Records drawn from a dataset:
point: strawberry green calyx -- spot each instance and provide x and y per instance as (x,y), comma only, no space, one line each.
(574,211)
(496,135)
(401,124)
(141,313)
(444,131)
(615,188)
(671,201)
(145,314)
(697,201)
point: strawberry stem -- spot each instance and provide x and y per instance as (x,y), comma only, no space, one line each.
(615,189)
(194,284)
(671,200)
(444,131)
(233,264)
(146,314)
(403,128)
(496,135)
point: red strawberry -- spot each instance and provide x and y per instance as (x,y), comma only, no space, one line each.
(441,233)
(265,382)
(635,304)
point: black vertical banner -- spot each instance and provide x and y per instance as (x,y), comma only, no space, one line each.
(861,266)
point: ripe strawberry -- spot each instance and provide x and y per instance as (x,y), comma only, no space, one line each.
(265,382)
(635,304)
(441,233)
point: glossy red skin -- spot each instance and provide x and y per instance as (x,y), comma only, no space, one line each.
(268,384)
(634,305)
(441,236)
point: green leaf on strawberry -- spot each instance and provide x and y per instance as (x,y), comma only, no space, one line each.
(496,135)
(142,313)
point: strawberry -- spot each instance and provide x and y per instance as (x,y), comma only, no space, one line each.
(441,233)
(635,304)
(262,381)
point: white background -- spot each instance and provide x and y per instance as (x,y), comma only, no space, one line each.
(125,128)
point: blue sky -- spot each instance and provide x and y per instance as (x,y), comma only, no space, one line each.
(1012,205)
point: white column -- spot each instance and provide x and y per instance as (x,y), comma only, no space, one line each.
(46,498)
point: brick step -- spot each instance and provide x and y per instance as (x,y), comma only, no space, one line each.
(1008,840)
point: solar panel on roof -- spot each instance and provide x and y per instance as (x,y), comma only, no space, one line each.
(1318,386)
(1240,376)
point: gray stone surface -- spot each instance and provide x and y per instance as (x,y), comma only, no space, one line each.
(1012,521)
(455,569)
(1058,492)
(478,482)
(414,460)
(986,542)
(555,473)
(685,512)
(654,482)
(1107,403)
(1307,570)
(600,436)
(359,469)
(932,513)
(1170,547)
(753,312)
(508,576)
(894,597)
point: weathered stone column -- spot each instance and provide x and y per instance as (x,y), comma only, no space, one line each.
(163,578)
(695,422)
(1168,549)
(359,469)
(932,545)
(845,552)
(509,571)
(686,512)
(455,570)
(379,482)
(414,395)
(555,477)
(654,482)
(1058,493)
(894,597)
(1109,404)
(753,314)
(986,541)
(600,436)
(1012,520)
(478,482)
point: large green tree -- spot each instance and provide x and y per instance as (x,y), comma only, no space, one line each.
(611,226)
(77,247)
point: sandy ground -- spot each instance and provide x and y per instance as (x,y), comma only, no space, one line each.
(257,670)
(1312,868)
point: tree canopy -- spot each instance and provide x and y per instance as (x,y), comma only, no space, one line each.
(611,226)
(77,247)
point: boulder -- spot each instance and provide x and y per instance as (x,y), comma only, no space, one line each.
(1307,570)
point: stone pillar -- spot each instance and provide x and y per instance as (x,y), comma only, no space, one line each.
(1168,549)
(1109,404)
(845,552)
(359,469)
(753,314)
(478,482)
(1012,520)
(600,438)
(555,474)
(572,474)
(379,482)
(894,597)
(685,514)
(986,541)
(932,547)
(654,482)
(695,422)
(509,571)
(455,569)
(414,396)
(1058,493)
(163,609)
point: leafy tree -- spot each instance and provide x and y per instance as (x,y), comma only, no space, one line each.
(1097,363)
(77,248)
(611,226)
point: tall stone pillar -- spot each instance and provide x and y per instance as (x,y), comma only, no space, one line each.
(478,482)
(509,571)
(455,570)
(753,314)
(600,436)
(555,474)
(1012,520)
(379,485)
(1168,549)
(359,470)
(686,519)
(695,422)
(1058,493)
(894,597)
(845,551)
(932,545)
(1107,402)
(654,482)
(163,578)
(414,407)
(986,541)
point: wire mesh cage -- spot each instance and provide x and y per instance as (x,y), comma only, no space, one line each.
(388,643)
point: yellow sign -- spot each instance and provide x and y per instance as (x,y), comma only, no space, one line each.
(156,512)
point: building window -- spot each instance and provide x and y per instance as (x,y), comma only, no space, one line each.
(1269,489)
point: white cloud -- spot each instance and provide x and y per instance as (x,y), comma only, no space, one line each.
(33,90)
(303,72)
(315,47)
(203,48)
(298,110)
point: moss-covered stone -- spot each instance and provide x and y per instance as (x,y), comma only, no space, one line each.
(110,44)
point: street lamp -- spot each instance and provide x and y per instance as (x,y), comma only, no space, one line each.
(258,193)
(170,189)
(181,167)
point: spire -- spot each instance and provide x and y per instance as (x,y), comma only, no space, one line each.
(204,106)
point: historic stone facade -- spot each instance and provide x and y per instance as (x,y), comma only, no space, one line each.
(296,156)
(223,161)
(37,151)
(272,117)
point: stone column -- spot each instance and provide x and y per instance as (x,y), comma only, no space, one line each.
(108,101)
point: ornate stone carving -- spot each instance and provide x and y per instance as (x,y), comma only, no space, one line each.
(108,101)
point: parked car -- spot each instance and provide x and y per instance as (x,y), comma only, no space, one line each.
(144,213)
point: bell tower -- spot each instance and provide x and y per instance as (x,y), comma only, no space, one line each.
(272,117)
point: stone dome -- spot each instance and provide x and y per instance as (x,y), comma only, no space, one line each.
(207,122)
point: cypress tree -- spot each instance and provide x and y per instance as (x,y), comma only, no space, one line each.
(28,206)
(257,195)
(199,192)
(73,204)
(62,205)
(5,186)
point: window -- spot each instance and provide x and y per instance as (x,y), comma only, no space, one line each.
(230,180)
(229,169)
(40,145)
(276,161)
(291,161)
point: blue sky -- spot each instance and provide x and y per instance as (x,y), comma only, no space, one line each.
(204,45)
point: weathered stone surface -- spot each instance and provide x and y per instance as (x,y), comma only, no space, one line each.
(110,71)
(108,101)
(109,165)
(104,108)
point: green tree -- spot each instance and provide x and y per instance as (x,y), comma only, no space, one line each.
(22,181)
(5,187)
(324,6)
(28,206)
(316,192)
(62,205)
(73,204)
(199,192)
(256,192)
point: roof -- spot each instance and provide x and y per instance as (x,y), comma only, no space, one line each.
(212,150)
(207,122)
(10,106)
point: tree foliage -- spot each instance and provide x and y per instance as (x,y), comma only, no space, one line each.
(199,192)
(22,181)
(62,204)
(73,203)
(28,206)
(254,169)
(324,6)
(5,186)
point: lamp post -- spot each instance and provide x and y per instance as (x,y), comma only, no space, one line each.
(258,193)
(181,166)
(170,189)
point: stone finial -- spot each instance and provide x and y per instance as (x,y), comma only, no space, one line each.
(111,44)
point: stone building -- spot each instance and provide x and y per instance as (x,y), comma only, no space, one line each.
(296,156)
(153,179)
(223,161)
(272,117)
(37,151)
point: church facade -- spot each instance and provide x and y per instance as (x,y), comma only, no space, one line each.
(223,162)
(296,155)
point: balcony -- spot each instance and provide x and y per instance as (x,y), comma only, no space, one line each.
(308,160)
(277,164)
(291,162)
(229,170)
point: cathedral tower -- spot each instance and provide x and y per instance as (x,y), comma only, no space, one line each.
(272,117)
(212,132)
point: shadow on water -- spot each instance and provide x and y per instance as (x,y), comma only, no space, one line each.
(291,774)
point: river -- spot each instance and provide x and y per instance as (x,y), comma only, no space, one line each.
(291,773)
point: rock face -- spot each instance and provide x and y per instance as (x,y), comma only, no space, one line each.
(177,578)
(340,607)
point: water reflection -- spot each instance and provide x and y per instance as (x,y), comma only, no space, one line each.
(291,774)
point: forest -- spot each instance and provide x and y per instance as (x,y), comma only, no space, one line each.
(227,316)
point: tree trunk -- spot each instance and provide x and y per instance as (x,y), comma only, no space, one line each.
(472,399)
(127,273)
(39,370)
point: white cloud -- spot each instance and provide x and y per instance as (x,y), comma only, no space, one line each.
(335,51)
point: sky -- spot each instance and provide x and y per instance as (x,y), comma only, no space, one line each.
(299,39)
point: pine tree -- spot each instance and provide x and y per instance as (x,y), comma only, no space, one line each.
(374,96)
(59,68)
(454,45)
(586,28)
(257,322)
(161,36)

Problem: Which lines run from the one containing "point: sky -- spot" to the end of the entries above? Print them exactly, both ends included, and nothing else.

Result of the exercise:
point: sky -- spot each instance and provide x and y per instance as (x,y), comma only, no space, one line each.
(299,39)
point: pine tree -- spot each instance and provide x and y per instance as (x,y), comma only, no space, one line each.
(374,96)
(59,68)
(454,45)
(586,28)
(257,322)
(161,36)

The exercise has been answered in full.